◆ **Prompt**: Images are not part of the copy; transcribe all the data exactly.

-=-=-=-=-

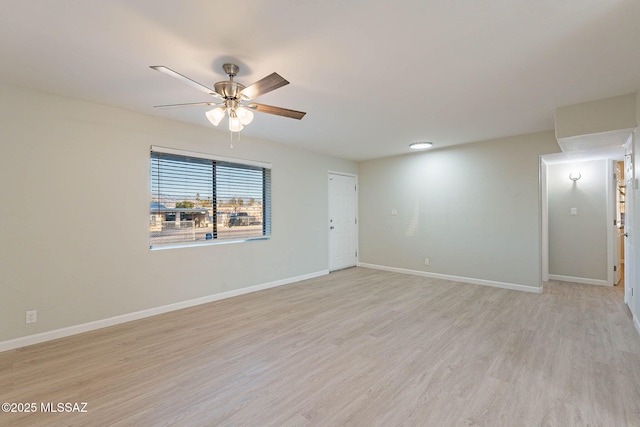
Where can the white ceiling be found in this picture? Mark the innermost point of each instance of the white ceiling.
(373, 76)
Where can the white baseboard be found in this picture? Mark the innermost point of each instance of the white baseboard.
(99, 324)
(503, 285)
(582, 280)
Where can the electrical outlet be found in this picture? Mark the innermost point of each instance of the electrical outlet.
(31, 316)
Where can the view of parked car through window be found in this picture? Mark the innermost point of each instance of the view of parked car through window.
(195, 200)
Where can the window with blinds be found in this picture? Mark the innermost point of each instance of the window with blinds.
(199, 199)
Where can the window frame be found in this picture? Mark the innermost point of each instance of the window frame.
(223, 161)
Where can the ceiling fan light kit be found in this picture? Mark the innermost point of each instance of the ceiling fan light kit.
(236, 98)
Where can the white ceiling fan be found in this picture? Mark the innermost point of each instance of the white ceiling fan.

-=-=-=-=-

◆ **Solution to this exercise**:
Where can the white ceiling be found in this picture? Mark the innermost point of each instance of the white ceiling.
(373, 76)
Where can the white baseboard be found in this picture? Mark the innermost point of each instance of the white baseboard.
(99, 324)
(503, 285)
(582, 280)
Where can the electrical outlet be found in this picture? Mark the innermost point of each instance of the electrical outlet.
(31, 316)
Where can the view of parked car through window be found in this picture? Mark the innermost point of each instance of the view of parked car through window.
(195, 200)
Where can the window with blinds be found in this picture? Mark the innermost point of each instance of the window with blinds.
(199, 199)
Where can the window frame be found in this picture? Mark the innermost point of each instance of the window frame.
(223, 161)
Where can the ceiling fan light kit be found in this picture? Mark the innermost point of each instance of the ceiling fan light kit.
(236, 98)
Where can the white ceiling fan be found in this picture? Mark the innermost point of each instance of the white ceiling fan.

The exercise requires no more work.